Passage to read:
○ ○ ○ ○
I’ve always been pretty conscious of what I call myself. For the first seven years of my career, I was a reporter and editor. So the name I chose for my byline was pretty significant; I went by ‘Steve Krikava.’ After I started working in government relations, I gradually shifted to ‘Steven.’ For a while, I even insisted on being called ‘Steven P. Krikava.’ But that was too formal, it didn’t feel natural, and it didn’t last long.

I don’t know when I started thinking of myself as Krik again. On my August 31 post, I mentioned how I called my DC restaurant guide Krik’s Picks. Maybe that’s when it resurfaced. Anyway after that, our CEO started calling me Krik, and it just seemed kind of natural.

I also didn’t intentionally start out to re-brand myself. It’s just sort of a reflex response to some of the things happening in my life. Today is my birthday. I’m 55. I actually like birthdays. I’m not self conscious of getting older. But this one seems more significant than most.

One thing that’s significant is that retirement is now an option.

The last time that celebrating a particular birthday made any real difference in my life was when I turned 21. One day it was illegal to buy alcohol; the next it was legal. I didn’t do anything different, just got a day older. Fast forward now to this week. If I quit my job at the beginning of the week, I would have collected my final paycheck and moved on. But after today, whenever I decide to leave Land O'Lakes, I can ‘retire’ and that involves some kind of on-going connection as a recipient of retirement benefits. I didn’t do anything different, I just celebrated a birthday.

And while I’m not planning on retiring any time soon, the chronological possibility is somehow making me consider – what do I want to be, what do I want to do, how do I want to live when I retire. See? Re-branding.

But there’s more. In less than a year, my children will be married. Admittedly, that’s more of an evolutionary step. I’ve been a parent for almost 29 years, and my children have been on their own and independent since they graduated from college. But now they are bringing other people into our relationship. (Fortunately, the ‘other people’ are nice people.) So that changes the way I see myself (as a father-in-law) and the way I relate to my children.

And I’m already a grandfather. It would be easy to think about being a grandfather as simply a variation on being a parent. But my experience so far has been the same as many others who say that being a grandparent is remarkably different from being a parent.

So there, you see, there’s enough going on that’s requiring me to explore new dimensions of my existence. So isn’t it natural to consider re-branding?

Stay tuned to Krik’s Picks and see how the new brand works out.

21 November 2006

A week of fun, food, family

I’m writing this at the beginning of Thanksgiving week. I’m taking the week off, which really means three days of vacation because the office is closed on Thanksgiving day and the following Friday.

It’s a big week for me. At the end of it, on Saturday, I celebrate my 55th birthday. So I’m taking time off to just relax, take time to do some fun activities, do some cooking, go to a few restaurants, and, of course, spend time with family.

Here’s what I did yesterday, on the first day of my vacation.

First of all, we went to the University of Minnesota Minneapolis campus. My wife and I both graduated from the U of M, and we enjoy just going to campus from time to time to walk the campus and reminisce.
○ ○ ○ ○
(Rows from a data source)
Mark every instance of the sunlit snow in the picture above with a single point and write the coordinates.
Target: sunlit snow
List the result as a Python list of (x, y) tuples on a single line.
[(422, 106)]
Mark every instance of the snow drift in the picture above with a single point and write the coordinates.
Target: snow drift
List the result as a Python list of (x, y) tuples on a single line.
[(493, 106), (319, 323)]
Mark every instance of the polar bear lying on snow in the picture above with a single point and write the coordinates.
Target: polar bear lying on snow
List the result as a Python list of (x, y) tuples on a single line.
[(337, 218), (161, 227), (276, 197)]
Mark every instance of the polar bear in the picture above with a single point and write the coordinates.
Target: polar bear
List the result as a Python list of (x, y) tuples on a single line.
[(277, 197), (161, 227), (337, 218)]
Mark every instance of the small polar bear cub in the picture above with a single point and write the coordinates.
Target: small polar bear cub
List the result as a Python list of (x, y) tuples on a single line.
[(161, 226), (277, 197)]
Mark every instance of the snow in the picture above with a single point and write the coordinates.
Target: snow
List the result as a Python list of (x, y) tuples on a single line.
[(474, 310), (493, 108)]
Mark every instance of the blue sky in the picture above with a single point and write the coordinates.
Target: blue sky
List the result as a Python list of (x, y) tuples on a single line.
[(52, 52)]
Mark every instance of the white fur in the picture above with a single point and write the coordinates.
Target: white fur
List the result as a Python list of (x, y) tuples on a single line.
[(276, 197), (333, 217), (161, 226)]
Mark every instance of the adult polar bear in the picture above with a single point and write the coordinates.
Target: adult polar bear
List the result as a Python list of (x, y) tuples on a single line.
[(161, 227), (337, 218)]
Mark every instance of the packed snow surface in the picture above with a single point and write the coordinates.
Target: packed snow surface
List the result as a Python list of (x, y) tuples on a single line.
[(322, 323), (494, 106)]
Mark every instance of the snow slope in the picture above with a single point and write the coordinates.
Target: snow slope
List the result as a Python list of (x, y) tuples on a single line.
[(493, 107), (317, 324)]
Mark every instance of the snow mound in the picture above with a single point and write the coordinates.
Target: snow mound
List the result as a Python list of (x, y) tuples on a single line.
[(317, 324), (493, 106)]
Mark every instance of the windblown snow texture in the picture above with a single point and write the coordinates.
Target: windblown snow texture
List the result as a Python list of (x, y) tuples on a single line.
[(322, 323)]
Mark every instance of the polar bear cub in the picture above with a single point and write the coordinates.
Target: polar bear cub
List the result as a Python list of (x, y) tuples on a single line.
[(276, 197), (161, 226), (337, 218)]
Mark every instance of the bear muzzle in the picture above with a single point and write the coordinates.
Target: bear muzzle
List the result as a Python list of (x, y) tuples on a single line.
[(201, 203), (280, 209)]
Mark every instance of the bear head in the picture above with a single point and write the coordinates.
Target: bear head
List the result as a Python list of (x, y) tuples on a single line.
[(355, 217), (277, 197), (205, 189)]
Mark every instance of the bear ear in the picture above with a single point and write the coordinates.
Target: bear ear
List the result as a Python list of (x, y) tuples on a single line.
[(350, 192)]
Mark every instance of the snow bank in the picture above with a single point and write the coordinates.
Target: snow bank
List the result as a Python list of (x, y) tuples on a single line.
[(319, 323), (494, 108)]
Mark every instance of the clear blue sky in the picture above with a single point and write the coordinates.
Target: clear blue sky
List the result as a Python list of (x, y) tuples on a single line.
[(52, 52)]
○ ○ ○ ○
Problems to work on:
A) Copy the stretch of the blog post from "21 November 2006" through "the following Friday.", substituting "Christmas" for "Thanksgiving".
B) How many lines of the rows contain the string "muzzle", matching case exactly? Reply with the number alone.
The blog post and the rows have no connection to each other.

Complete answers:
A)
21 November 2006

A week of fun, food, family

I’m writing this at the beginning of Christmas week. I’m taking the week off, which really means three days of vacation because the office is closed on Christmas day and the following Friday.

B) 2